Action item. I need each line of the entries below that includes the string "note".

Material provided.
━━━━━━━━

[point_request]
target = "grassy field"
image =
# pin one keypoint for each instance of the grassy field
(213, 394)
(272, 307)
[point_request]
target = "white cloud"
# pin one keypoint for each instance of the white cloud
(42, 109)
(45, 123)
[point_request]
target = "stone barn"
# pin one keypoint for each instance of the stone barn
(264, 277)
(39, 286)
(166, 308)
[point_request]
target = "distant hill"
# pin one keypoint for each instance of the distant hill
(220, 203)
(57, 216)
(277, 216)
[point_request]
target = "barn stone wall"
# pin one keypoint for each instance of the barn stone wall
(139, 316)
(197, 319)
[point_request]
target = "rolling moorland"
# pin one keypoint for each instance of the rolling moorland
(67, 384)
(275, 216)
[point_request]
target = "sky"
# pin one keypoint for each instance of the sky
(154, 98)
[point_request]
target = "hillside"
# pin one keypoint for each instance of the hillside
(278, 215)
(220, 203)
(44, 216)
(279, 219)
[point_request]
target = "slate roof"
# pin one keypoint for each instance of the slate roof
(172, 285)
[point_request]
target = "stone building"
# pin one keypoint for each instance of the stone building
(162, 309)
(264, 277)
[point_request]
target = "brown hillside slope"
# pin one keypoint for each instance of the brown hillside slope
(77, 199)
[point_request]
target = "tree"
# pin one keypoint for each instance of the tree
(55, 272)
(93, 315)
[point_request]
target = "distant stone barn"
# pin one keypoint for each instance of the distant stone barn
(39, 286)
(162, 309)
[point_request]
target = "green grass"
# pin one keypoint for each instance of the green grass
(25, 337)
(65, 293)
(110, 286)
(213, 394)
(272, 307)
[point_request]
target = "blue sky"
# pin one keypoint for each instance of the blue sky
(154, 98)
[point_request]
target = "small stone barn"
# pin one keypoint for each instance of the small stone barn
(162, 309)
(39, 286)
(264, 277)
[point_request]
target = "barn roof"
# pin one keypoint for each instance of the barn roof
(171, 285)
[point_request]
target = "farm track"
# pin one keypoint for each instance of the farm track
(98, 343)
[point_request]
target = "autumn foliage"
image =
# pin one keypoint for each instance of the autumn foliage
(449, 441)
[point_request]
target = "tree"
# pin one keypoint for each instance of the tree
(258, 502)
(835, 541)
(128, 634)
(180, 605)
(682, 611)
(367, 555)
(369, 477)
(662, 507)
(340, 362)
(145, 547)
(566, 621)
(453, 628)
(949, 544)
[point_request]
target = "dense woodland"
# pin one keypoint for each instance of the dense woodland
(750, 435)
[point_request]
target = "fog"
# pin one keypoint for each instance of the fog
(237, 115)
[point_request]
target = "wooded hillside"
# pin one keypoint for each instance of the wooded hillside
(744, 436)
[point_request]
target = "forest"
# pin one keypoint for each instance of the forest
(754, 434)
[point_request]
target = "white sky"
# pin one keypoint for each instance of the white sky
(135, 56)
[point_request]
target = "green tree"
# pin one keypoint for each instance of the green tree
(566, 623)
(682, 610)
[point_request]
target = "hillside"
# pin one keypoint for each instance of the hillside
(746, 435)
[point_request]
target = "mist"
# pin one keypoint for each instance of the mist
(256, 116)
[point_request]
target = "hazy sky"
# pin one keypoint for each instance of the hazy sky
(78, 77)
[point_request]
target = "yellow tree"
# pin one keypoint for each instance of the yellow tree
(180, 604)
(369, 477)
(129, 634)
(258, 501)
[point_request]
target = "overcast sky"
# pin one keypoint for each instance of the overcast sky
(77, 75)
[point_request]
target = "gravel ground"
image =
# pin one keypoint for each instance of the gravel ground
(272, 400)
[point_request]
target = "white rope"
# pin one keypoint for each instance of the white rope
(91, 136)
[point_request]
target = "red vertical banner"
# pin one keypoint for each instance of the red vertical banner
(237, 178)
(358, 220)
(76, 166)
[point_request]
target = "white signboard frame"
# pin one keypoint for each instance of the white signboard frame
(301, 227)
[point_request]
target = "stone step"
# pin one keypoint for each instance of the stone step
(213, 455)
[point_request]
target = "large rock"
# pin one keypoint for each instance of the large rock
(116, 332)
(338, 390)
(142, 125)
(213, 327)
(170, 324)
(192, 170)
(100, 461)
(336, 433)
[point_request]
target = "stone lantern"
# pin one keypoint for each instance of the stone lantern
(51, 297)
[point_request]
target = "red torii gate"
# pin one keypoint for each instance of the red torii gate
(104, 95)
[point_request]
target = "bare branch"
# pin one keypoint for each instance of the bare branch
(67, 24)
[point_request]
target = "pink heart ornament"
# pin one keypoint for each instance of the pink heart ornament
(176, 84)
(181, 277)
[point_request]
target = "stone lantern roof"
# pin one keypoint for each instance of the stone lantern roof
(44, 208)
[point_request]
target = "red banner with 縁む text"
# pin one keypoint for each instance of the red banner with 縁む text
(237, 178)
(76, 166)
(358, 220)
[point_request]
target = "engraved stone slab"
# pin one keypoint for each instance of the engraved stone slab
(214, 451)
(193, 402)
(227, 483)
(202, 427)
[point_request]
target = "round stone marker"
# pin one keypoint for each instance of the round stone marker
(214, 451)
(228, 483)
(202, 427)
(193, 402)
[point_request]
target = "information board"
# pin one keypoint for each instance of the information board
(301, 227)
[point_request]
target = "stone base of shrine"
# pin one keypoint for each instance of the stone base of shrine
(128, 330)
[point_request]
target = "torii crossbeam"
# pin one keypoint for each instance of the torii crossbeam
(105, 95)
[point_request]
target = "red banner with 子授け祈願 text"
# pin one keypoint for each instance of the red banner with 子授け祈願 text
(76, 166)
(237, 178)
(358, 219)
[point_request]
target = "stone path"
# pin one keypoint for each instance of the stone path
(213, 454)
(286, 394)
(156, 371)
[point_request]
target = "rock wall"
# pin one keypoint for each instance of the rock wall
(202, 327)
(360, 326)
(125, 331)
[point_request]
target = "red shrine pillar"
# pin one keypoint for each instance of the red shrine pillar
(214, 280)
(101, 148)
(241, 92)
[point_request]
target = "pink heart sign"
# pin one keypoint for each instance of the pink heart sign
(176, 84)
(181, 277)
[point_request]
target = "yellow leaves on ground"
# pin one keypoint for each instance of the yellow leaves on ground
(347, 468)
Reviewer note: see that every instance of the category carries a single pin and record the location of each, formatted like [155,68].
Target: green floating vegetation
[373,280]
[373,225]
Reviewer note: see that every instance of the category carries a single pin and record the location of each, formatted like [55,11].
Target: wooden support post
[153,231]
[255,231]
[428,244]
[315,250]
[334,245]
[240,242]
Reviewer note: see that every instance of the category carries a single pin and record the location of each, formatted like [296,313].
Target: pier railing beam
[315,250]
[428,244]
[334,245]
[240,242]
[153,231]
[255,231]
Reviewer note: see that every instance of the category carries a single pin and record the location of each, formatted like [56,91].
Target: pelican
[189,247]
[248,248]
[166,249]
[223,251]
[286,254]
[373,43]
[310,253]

━━━━━━━━

Result of this task.
Reviewer note: see that every instance of the category carries a single pin and record the location of each, formatted like [155,68].
Reviewer note: see that every instance of the category carries a single pin and record the location of each, formatted like [55,11].
Reviewer note: see that every instance of the category carries a single pin and record the location of each, formatted like [296,313].
Reviewer note: see that every instance of the category carries a single pin and record the location of each, formatted like [56,91].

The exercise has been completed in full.